=== Selected passage ===
******

# Tag Generator
A LangGraph LLM agent for generating taxonomy tag recommendations from a set of articles in a Sanity.io Content Lake instance.

In [None]:
# %pip install requests
# %pip install python-dotenv
# %pip install pandas
# %pip install langchain
# %pip install langchain_core
# %pip install langchain_ollama
# %pip install langchain_openai
# %pip install plotly

## 1. Gather Article URLS
GROQ query to gather list of articles to assess; return their URLs

In [1]:
import os
import requests
from dotenv import load_dotenv

load_dotenv()
project_id = os.getenv("SANITY_PROJECT_ID")
dataset = "production"
base_url = "https://www.andyfitzgeraldconsulting.com/insights/"

response = requests.post(
    f"https://{project_id}.api.sanity.io/v2022-03-07/data/query/{dataset}?",
    json={
        "query": f"""
            *[_type in $types]{{
            title,
            "url": "{base_url}" + slug.current,
            "type": insightType->prefLabel
            }}
        """,
        "params": {"types": ["article", "caseStudy"]},
    },
)

if response.status_code == 200:
    doc_list = response.json()
else:
    print(f"Error: {response.status_code}")
    print(response.text)

## 2. Fetch & Tidy Articles
- Extract the content in the `<article>` tag. Remove header image and existing topic tags.
- Write content and metadata to a DataFrame 
- Write content word count

In [2]:
from bs4 import BeautifulSoup
import html2text
import pandas as pd

def fetch_page_content(url):
    # Fetch the page content
    response = requests.get(url)
    if response.status_code == 200:
        response.encoding = 'utf-8'  # Set the encoding explicitly to UTF-8 to avoid HTML entity issues
        html_content = response.text
    else:    
        print(f"Failed to fetch page. Status code: {response.status_code}")

    # Parse the HTML content with BeautifulSoup
    if html_content:
        soup = BeautifulSoup(html_content, "html.parser")
        # Extract the <article> element
        article = soup.find("article")
        if article:
            # Remove existing classification and non-relevant tags
            for tag in article.find_all(["h2", "h3", "figure", "time"]):
                # Remove H2 and H3 topic tags and associated lists
                if "Topics" in tag.get_text(strip=True):
                    next_sibling = tag.find_next_sibling()
                    if next_sibling and next_sibling.name == "ul":
                        next_sibling.decompose()

******

Spatial localization data:
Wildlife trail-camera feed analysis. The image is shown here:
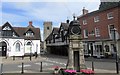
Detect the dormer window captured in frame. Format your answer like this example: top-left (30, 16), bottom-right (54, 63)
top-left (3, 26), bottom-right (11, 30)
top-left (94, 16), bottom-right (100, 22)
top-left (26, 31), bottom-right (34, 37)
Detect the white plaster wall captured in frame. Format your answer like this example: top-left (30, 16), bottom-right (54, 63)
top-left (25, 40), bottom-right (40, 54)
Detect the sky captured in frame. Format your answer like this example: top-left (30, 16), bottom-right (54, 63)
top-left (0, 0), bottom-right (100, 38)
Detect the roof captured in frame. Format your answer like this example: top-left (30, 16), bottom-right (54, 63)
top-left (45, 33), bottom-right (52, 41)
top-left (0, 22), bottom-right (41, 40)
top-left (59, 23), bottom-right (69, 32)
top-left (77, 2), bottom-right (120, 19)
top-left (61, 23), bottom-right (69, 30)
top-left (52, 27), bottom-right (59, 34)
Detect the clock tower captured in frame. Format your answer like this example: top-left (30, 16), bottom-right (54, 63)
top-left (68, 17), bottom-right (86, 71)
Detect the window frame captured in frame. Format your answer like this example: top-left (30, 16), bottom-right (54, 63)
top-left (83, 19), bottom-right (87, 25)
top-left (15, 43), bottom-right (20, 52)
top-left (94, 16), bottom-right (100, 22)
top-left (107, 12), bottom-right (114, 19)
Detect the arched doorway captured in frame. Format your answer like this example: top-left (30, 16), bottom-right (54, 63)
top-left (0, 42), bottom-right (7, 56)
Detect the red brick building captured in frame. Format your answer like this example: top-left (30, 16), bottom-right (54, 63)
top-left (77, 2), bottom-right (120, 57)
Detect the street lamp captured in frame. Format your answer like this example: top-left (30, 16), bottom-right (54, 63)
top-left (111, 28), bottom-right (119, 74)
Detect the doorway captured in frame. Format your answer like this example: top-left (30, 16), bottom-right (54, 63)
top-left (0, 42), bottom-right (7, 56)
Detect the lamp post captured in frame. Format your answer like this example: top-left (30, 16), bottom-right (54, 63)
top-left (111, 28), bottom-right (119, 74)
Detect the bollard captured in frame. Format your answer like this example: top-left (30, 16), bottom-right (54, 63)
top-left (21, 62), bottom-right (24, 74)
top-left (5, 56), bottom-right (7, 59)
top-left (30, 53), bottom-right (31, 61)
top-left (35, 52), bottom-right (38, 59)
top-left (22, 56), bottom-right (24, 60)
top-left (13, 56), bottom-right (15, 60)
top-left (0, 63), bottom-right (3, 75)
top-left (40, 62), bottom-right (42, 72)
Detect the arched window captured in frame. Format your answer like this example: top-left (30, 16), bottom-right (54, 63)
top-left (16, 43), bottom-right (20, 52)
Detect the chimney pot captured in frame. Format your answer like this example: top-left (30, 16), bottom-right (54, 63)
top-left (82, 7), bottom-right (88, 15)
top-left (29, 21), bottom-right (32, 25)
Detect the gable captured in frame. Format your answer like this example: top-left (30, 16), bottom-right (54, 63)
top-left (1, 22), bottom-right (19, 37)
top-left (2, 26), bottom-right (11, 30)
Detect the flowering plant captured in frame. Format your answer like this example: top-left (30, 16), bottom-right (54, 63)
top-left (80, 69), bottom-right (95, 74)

******

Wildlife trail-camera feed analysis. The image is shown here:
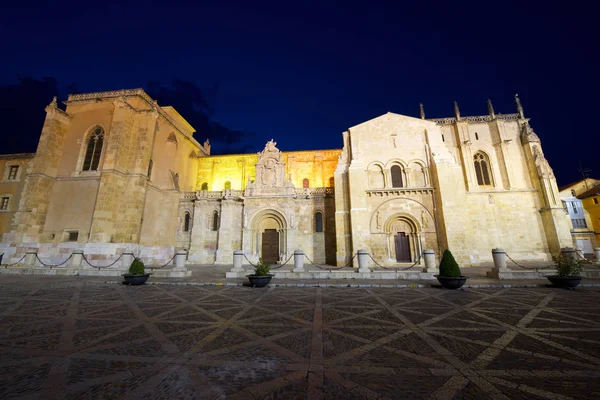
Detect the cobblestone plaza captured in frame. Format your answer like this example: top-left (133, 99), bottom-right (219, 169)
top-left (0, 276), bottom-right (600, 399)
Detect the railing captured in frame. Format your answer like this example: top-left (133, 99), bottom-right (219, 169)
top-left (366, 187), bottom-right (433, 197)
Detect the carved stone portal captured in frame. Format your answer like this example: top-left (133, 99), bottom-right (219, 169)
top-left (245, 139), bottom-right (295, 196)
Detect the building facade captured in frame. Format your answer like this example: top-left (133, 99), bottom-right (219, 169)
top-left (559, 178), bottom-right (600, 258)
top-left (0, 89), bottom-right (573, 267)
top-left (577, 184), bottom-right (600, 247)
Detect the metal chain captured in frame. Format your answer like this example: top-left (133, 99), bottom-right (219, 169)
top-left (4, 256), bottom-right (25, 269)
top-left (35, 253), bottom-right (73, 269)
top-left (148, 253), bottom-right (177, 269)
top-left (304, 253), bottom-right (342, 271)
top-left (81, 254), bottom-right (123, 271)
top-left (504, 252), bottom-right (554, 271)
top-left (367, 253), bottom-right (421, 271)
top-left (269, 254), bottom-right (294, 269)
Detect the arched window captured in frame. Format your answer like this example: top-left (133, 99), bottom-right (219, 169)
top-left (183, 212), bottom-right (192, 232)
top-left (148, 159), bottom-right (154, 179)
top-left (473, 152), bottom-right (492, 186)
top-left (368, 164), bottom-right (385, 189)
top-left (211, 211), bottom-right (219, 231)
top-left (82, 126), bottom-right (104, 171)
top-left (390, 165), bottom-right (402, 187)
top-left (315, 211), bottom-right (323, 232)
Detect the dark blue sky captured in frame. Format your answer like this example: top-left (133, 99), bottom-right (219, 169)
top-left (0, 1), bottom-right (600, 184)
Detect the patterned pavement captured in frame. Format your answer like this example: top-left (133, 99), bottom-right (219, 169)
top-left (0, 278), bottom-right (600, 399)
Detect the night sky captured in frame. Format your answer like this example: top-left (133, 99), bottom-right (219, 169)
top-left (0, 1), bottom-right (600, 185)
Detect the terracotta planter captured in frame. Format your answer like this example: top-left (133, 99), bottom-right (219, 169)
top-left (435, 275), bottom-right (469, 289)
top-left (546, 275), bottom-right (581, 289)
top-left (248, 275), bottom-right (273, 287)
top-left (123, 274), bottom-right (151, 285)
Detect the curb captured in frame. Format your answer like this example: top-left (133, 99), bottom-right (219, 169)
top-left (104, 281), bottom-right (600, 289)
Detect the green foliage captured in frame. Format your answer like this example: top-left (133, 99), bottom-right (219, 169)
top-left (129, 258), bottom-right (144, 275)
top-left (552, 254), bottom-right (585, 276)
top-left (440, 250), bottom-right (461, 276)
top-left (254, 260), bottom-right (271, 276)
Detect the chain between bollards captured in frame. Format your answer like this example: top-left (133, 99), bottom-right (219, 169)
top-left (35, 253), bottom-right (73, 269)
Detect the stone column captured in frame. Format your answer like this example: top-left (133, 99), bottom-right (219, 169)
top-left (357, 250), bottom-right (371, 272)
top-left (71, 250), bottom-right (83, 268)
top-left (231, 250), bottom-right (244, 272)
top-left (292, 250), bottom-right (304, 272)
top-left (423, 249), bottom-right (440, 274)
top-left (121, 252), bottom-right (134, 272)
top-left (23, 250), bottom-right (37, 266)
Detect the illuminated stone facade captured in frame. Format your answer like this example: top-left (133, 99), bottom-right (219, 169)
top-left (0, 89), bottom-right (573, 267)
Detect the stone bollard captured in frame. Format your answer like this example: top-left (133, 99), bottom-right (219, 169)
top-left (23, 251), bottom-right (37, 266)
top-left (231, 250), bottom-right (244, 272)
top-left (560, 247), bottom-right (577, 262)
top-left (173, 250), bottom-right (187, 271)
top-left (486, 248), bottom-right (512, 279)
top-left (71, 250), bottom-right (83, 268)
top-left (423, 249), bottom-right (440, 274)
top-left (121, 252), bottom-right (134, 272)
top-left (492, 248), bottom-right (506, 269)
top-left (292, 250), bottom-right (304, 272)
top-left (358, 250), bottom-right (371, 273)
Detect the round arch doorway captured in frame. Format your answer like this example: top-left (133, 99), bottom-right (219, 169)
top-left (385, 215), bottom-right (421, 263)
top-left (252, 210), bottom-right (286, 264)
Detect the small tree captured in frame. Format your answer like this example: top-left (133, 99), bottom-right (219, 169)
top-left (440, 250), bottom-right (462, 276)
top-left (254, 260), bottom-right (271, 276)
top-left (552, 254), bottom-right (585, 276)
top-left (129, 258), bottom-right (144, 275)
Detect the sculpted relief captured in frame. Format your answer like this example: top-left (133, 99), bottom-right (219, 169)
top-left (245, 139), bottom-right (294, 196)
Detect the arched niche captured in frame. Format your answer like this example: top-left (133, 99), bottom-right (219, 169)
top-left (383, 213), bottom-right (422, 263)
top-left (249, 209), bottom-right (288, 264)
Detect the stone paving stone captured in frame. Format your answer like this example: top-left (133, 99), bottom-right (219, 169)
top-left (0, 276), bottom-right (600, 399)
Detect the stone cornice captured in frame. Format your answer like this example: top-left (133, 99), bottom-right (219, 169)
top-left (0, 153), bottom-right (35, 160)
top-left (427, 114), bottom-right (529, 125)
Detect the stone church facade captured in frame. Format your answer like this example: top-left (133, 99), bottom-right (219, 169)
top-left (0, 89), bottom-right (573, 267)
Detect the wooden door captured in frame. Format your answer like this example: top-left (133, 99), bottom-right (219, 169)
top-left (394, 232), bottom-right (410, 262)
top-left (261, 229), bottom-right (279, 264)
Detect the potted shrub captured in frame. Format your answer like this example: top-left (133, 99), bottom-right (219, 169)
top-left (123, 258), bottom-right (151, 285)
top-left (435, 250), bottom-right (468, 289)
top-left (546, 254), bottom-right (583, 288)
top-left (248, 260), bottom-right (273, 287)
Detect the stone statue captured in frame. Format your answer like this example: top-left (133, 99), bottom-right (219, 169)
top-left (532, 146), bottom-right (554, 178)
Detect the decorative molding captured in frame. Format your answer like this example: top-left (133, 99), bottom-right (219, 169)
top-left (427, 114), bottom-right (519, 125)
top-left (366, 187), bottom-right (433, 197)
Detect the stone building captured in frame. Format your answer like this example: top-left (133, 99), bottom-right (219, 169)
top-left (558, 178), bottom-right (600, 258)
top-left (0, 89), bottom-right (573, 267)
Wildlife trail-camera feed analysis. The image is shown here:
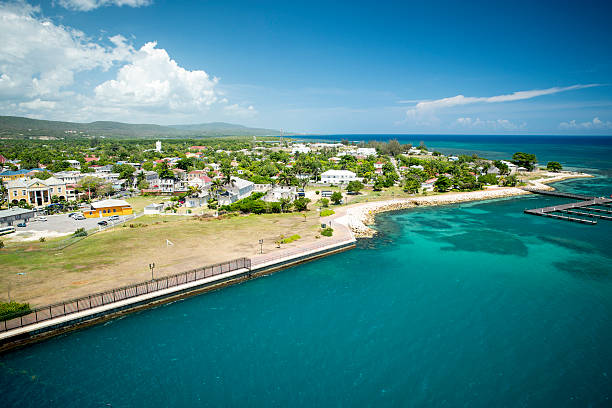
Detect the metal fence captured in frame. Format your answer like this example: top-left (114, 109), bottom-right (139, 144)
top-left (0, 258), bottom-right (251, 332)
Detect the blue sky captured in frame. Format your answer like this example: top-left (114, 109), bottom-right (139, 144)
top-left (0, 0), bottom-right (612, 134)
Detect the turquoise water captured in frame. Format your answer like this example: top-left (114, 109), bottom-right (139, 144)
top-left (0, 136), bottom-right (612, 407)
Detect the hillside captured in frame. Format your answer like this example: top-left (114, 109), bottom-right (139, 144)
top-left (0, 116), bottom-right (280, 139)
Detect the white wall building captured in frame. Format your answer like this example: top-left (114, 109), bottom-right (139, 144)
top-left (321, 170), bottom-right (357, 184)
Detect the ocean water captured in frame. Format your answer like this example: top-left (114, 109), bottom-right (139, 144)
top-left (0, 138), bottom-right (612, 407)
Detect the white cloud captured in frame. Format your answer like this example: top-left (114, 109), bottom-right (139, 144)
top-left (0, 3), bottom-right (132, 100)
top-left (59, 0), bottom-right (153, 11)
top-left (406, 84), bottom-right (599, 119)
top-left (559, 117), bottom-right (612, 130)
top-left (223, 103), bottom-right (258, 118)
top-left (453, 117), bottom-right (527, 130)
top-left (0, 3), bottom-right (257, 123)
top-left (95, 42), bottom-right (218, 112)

******

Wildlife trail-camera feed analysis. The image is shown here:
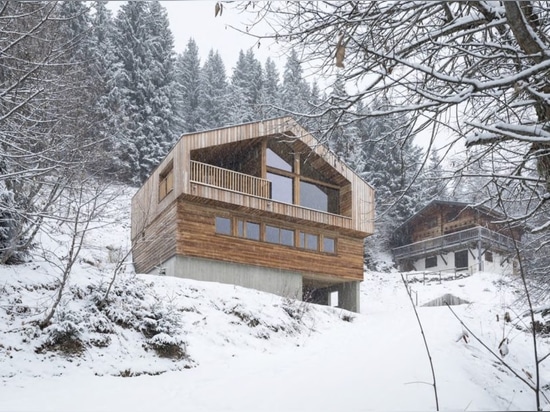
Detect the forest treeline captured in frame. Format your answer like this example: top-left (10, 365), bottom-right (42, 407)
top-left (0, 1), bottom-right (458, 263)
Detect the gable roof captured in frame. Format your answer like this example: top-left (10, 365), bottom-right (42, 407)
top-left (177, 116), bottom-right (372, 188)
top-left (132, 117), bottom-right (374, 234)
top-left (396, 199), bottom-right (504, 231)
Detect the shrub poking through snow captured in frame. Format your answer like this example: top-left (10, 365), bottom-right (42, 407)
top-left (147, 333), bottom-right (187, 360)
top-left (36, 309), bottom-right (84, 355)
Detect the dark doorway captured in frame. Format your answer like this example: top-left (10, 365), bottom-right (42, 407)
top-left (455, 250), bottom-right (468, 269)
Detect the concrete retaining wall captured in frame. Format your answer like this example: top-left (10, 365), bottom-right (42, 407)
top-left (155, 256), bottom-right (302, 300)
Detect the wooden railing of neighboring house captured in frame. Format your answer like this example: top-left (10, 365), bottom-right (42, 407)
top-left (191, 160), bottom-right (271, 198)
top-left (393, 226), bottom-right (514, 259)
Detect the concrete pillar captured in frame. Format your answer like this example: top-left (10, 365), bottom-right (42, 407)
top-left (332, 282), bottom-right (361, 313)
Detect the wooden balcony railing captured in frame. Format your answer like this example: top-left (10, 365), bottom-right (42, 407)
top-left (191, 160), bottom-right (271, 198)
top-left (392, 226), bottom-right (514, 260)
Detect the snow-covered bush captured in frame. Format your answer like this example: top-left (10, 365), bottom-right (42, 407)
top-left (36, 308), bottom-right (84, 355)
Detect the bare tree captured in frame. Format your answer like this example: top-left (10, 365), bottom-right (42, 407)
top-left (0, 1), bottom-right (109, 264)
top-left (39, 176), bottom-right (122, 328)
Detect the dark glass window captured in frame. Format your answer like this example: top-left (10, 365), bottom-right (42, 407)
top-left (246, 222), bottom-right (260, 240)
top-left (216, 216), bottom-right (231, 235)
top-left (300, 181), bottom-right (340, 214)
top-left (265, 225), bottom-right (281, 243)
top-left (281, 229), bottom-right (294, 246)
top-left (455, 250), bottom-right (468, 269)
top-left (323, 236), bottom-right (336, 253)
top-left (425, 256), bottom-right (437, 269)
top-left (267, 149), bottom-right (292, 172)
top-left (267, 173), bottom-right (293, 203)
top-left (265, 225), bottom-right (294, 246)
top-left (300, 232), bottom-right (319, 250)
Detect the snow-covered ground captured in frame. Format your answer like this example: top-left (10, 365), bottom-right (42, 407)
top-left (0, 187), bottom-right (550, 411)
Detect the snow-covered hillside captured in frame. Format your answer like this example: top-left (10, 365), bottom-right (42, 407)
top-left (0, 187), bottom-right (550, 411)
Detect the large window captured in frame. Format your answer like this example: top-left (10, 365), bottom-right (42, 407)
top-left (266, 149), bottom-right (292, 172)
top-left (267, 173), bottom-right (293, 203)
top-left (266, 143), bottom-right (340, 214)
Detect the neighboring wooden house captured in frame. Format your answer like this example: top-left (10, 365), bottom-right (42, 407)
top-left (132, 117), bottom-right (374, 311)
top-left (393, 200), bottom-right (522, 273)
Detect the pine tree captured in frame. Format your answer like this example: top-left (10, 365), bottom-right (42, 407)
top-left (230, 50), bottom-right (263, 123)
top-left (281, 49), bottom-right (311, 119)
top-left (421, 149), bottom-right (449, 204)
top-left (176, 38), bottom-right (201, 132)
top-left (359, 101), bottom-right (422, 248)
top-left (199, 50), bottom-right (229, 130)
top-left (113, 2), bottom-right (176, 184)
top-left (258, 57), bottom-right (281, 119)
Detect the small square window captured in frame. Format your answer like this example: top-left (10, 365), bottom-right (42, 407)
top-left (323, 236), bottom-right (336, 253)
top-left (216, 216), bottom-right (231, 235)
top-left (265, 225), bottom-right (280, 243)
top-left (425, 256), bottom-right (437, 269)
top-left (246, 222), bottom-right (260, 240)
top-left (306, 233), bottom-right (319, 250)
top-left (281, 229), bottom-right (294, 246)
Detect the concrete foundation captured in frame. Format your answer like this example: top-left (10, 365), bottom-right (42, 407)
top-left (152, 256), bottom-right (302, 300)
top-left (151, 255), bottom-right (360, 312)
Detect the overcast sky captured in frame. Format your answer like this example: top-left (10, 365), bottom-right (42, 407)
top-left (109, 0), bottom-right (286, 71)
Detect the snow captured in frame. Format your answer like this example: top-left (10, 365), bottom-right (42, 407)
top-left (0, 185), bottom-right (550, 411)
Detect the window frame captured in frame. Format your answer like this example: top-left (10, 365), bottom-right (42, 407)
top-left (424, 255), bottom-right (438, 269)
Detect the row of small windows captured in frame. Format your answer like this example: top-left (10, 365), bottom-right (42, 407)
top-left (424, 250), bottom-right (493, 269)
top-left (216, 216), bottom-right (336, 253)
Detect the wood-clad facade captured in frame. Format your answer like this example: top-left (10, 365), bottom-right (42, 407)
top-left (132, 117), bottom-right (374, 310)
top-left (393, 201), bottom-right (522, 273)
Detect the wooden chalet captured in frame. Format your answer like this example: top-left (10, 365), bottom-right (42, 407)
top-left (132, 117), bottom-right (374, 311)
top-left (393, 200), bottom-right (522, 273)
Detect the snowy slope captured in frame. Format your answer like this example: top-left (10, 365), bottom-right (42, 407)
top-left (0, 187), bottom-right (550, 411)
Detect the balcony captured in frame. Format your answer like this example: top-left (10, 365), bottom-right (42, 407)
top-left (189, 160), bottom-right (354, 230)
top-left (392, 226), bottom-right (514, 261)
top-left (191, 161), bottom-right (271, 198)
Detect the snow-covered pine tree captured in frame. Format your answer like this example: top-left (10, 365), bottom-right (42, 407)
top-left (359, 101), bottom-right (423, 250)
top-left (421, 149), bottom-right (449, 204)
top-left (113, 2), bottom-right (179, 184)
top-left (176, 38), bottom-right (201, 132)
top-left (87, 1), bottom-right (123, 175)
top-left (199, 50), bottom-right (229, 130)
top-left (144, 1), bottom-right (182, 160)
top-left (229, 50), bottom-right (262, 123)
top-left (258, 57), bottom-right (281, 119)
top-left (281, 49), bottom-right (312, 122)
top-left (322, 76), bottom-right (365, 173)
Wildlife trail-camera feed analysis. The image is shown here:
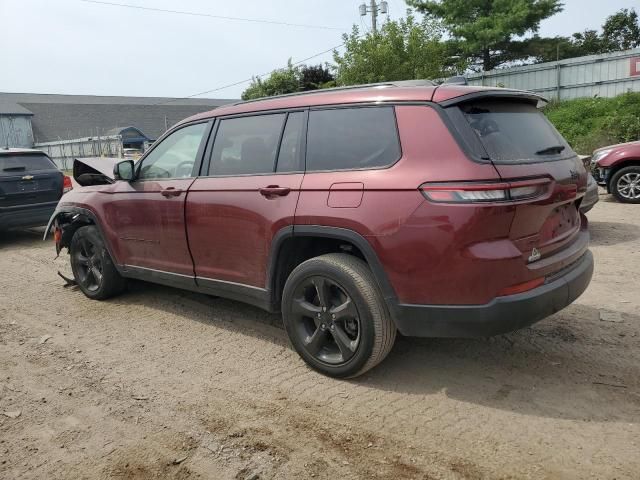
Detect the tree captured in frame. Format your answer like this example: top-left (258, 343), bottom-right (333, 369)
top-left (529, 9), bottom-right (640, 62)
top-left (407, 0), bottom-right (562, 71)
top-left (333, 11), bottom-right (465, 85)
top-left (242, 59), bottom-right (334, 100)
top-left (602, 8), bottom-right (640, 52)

******

=== Problem statement ===
Carry on the tag generator notebook from its last line, extending the code and notes in the same manner.

=== Result below ===
                    tag.decompose()
                # Remove banner images
                elif tag.name == "figure" and "banner" in tag.get("class", []):
                    tag.decompose()
                # Remove publication timestamp
                elif tag.name == "time":
                    tag.decompose()
                
            # Convert to markdown for easier LLM processing
            converter = html2text.HTML2Text()
            converter.ignore_links = True
            markdown_content = converter.handle(str(article))
            return markdown_content
    else:
        print("No content to parse")

# Fetch the content for each document and write to a dataframe, along with the metadata
df_articles = pd.DataFrame(doc_list["result"])   
df_articles["content"] = df_articles["url"].apply(fetch_page_content)
df_articles["word_count"] = df_articles["content"].apply(lambda x: len(x.split()))      


## 3. Topic Tag Prompt & Chain
- provide 10 - 20 tags, depending on the length of the resource, taking into account site purpose and audience profiles
- for each, return:
    - a tag label
    - a tag definition (1-2 sentences)
    - a sentence explanation of why it was chosen (1-3 sentences)
    - a relevance score between 0 and 1


In [7]:
from langchain_openai import ChatOpenAI

from langchain_core.prompts import ChatPromptTemplate
from pydantic import BaseModel, Field

# Enable tracing with LangSmith
os.environ["LANGCHAIN_TRACING_V2"] = "true"
os.environ["LANGCHAIN_PROJECT"] = "tag-gen"

# Set the USER_AGENT environment variable
os.environ["USER_AGENT"] = "langchain-agent"


# Define the output schema for the tag generation model
class TagOutput(BaseModel):
    """Return a list of tag recommendations."""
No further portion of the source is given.